What is needed -> Rename "point_to" to "find_points" in the lines from the one containing "the man's ear" through the last line, keeping everything else the same. Return only those lines.

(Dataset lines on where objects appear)
---
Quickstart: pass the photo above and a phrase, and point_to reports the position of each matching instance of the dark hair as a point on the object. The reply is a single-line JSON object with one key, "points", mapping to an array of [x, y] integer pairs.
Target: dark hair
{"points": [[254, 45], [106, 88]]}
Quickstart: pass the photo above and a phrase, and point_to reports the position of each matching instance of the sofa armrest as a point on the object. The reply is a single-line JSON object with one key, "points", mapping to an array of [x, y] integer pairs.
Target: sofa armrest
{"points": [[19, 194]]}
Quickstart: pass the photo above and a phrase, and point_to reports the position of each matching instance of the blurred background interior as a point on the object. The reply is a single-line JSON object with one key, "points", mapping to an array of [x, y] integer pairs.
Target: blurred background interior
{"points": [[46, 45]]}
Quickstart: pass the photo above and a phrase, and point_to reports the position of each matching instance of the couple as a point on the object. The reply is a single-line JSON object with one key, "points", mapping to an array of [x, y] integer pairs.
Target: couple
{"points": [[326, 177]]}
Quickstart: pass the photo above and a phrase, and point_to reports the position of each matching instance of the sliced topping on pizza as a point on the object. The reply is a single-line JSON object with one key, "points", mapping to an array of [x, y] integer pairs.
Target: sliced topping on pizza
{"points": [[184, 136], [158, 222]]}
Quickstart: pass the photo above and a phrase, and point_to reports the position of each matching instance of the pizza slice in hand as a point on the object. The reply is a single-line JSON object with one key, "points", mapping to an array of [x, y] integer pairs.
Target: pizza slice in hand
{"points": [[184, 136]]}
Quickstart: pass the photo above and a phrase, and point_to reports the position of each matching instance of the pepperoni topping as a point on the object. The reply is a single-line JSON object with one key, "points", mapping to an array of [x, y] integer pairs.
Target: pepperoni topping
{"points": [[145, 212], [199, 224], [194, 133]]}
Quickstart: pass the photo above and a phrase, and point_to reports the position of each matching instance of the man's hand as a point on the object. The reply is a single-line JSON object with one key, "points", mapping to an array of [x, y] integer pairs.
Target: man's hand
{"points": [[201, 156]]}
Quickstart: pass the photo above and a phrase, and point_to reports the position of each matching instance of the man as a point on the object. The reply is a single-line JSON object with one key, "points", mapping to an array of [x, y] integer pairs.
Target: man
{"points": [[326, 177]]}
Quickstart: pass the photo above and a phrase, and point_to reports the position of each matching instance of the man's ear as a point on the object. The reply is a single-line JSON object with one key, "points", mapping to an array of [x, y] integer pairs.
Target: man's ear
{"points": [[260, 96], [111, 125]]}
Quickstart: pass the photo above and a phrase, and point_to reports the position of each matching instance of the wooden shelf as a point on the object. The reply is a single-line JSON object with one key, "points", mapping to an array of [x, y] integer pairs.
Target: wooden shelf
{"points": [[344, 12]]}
---
Reply to the exercise ->
Quickstart: pass the photo above and a phrase, and find_points reports the position of each matching instance of the man's ear as a point on the object. The reply is a single-line JSON object with one key, "points", mapping to an array of [x, y] integer pairs.
Target: man's ear
{"points": [[260, 96], [111, 125]]}
Quickstart: pass the photo above and a phrase, and find_points reports the position of each matching instance of the wooden shelf as a point on the object. The reply is a single-line JSON object with one key, "points", mapping to an array of [x, y] integer pairs.
Target: wooden shelf
{"points": [[344, 12]]}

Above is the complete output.